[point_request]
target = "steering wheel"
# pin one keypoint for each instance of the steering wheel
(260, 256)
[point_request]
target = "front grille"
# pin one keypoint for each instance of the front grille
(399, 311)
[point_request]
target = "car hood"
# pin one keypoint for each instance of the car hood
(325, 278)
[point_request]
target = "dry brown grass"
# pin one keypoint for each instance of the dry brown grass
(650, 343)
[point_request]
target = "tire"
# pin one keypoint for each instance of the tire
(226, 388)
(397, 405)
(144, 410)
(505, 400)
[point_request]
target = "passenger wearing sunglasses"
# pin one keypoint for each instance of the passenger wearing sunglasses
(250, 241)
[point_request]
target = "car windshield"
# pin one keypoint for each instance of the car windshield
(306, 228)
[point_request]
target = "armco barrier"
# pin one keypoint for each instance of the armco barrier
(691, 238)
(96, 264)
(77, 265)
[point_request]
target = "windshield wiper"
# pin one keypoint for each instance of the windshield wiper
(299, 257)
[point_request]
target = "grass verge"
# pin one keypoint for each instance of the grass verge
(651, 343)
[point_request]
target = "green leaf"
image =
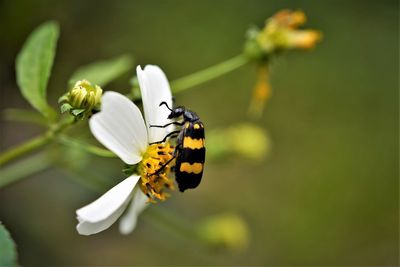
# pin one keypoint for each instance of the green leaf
(8, 254)
(103, 72)
(33, 66)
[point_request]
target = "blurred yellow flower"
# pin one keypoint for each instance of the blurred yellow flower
(281, 32)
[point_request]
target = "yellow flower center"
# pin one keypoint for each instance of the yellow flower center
(154, 169)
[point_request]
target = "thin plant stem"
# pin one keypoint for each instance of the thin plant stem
(98, 151)
(24, 168)
(209, 73)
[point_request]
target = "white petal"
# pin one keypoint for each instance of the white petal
(155, 89)
(103, 212)
(128, 222)
(119, 126)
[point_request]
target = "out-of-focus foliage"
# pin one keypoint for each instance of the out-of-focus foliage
(33, 66)
(8, 253)
(225, 231)
(104, 71)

◇ ◇ ◇

→ **PROBLEM DETAILS**
List every line in the items above that contains the word "armco".

→ **SOLUTION**
target = "armco barrier"
# pin one keypoint for each instance of the armco barrier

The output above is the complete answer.